**SUPPLIED ENTRIES**:
%%

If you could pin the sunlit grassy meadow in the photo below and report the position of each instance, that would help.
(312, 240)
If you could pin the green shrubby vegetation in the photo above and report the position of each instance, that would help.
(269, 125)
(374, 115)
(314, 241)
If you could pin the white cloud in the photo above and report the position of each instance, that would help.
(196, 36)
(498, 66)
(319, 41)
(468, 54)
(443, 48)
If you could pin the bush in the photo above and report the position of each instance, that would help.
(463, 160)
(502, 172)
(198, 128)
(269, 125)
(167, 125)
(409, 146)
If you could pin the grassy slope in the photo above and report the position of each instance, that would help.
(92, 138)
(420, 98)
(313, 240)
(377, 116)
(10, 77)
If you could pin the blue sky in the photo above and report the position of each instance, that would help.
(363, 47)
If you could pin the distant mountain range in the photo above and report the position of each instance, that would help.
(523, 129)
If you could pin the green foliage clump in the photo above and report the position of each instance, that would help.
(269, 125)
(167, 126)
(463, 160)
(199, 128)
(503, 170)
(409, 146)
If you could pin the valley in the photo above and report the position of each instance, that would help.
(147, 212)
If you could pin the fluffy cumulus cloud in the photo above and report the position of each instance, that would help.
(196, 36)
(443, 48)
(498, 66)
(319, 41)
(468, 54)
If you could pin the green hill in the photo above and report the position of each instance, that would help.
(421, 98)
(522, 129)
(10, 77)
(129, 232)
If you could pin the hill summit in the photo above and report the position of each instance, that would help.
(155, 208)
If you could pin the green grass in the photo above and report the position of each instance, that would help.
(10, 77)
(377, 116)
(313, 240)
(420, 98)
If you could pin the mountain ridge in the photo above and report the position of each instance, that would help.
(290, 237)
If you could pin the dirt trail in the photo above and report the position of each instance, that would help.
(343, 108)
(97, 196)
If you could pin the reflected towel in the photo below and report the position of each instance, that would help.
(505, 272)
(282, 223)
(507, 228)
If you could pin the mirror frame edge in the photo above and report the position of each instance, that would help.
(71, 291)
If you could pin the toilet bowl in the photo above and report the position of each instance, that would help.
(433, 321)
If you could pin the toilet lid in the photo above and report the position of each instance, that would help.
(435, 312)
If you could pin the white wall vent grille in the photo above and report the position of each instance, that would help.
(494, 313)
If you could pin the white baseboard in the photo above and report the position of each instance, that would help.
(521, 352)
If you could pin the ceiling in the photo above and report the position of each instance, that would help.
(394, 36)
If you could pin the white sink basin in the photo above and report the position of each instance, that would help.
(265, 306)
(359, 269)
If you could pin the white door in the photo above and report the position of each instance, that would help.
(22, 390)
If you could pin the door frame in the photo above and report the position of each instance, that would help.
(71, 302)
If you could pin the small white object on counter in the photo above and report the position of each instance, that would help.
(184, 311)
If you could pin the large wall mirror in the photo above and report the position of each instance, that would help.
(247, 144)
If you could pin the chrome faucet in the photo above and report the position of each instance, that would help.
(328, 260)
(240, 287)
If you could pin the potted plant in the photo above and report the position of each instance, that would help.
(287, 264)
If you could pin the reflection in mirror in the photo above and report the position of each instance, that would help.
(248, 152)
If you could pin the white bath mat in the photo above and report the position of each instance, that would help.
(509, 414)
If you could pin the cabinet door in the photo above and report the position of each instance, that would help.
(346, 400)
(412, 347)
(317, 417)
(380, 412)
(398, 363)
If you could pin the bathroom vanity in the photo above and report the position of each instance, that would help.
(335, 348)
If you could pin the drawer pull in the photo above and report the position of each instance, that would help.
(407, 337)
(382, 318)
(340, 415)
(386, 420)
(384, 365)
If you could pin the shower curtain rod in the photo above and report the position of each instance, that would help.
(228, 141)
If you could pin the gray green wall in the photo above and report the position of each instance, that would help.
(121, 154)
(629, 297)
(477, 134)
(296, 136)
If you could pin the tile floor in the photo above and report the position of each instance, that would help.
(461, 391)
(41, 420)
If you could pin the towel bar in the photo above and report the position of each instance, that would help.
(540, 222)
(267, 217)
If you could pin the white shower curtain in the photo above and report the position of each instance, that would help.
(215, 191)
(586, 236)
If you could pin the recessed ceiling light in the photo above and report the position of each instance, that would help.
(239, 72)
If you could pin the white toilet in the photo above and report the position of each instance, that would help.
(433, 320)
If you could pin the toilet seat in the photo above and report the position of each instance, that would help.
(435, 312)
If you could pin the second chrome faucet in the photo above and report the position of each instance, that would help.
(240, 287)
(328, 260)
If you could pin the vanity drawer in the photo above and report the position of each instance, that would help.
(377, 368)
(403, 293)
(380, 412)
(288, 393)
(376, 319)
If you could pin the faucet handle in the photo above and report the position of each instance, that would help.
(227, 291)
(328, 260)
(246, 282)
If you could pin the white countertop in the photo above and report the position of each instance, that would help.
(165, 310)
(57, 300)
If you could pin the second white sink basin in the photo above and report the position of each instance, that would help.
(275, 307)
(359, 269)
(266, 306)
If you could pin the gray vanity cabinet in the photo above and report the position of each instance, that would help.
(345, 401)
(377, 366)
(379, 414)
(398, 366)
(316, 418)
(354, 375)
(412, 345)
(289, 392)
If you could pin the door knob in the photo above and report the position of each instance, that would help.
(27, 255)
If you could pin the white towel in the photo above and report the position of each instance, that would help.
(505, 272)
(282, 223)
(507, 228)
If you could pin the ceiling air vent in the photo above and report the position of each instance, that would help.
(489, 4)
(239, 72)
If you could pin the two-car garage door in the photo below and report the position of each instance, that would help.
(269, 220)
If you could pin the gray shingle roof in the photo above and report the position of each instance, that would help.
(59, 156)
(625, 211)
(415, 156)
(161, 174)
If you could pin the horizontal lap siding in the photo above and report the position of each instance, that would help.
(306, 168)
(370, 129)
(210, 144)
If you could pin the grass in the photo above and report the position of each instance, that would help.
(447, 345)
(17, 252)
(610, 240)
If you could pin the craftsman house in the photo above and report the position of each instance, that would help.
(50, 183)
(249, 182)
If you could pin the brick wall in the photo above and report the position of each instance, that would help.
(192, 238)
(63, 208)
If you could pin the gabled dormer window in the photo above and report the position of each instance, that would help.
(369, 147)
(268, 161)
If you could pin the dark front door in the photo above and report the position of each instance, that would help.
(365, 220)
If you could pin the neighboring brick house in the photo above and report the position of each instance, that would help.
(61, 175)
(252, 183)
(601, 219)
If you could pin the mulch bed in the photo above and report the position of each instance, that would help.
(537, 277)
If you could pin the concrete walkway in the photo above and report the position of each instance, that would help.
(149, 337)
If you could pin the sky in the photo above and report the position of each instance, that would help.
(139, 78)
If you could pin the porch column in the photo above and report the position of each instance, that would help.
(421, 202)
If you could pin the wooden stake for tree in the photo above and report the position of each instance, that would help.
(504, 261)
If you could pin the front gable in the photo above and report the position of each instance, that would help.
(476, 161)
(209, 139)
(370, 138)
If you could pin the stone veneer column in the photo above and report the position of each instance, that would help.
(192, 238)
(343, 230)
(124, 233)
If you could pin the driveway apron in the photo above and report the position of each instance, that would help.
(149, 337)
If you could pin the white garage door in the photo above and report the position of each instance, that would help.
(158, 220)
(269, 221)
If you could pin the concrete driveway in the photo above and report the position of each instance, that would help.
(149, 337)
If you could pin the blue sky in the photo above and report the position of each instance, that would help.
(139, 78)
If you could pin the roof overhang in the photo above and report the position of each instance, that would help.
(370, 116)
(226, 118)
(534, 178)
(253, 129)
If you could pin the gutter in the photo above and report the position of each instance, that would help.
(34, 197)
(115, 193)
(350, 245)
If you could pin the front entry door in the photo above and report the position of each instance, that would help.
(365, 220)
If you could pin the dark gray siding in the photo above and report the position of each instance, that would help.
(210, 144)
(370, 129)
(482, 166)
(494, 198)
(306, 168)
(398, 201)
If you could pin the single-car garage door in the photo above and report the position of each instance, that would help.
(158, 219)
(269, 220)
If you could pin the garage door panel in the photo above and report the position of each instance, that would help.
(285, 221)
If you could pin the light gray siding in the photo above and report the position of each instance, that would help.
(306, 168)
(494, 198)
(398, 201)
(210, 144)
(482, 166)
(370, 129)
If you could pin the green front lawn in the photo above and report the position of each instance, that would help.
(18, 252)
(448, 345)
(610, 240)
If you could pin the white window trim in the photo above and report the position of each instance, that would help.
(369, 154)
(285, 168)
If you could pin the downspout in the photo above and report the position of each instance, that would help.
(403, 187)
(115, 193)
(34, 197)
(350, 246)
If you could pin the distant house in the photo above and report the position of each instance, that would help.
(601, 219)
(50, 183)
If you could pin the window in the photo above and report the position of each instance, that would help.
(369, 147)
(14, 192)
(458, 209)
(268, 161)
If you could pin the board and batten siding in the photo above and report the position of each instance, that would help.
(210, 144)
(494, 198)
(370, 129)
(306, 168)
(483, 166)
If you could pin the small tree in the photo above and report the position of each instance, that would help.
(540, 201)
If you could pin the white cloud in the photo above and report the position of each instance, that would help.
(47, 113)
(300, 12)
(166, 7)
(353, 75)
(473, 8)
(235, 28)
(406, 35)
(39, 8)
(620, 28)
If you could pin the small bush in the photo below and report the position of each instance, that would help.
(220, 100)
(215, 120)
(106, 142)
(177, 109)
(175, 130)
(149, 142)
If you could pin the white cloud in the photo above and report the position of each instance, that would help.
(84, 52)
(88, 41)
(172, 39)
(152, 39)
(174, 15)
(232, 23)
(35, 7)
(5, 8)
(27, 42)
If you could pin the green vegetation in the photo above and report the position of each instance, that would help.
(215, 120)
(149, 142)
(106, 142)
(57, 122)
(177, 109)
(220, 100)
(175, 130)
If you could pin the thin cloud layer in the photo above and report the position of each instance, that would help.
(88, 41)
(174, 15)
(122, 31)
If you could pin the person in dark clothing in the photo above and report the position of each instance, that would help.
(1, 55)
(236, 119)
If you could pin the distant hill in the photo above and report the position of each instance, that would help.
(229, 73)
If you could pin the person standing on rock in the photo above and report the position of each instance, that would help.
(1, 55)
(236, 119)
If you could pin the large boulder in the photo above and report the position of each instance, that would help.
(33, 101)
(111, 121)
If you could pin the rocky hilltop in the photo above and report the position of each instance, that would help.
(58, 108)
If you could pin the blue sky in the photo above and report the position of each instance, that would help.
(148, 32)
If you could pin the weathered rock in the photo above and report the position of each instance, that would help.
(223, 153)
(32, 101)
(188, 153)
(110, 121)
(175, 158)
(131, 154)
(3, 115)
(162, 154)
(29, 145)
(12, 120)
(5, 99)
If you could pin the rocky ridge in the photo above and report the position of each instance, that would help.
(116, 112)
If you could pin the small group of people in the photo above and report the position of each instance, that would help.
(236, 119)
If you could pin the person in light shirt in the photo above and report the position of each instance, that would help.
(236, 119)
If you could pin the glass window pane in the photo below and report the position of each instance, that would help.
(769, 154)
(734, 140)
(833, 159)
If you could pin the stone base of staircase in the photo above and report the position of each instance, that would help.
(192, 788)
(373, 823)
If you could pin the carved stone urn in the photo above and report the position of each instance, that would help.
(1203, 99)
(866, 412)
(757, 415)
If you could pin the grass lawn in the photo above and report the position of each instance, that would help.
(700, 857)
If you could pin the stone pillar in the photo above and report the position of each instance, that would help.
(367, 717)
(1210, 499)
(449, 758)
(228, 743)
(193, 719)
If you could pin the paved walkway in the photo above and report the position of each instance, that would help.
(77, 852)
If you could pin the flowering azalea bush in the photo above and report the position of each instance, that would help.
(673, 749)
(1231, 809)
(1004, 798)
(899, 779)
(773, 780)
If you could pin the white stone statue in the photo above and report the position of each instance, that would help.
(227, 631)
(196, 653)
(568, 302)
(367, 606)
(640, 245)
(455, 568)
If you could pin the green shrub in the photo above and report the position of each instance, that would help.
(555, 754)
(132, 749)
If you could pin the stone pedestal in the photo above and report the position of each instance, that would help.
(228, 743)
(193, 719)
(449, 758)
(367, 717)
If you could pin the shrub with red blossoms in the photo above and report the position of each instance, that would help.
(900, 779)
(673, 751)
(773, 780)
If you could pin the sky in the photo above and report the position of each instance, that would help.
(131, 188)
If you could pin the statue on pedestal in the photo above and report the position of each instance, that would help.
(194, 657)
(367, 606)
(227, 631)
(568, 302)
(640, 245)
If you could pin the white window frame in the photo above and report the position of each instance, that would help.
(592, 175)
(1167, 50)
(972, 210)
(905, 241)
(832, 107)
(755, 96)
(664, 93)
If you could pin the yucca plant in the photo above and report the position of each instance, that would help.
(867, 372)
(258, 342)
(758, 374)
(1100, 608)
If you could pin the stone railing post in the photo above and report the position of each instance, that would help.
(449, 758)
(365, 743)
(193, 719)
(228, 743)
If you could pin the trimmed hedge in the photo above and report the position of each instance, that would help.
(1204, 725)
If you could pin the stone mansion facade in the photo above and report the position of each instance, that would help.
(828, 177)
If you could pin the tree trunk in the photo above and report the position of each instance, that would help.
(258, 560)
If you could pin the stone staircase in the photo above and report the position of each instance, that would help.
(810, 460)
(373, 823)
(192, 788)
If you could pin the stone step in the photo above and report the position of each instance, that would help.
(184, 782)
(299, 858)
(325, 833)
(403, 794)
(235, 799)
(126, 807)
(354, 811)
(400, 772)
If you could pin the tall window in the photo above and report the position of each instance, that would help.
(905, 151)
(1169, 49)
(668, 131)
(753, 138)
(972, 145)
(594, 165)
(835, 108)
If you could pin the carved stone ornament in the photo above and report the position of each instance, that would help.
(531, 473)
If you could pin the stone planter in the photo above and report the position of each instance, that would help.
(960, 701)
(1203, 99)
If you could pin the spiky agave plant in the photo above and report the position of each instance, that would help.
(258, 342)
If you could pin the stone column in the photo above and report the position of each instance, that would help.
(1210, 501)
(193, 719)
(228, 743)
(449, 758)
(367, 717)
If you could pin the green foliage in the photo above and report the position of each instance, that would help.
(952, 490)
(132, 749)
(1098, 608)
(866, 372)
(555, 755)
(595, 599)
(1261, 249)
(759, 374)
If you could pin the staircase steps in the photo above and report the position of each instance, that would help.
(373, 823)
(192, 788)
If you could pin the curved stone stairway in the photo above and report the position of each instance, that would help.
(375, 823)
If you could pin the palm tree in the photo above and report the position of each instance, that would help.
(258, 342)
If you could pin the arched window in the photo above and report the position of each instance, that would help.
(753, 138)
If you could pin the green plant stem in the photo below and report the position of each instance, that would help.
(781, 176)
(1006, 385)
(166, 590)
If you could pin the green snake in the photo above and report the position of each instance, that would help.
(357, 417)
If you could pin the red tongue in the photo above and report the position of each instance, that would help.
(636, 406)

%%

Starting at the line that contains "If you could pin the curved" and stopping after the final line, rewrite those lines with "report the position" renamed to "give the coordinates" and nothing else altered.

If you could pin the curved stone stairway in the photo above and give the coordinates of each instance, that would help.
(375, 823)
If you could pin the palm tree in the photo above and give the coordinates of each instance, that would help.
(258, 342)
If you could pin the arched window in the photo above and give the coordinates of each instance, that would help.
(753, 138)
If you could pin the green plant stem in the photo below and give the coordinates of each instance, that would help.
(781, 176)
(1006, 385)
(166, 590)
If you could pin the green snake in the photo above and give the coordinates of each instance, that would help.
(357, 417)
If you could pin the red tongue in the photo above and give the coordinates of each instance, that would help.
(636, 406)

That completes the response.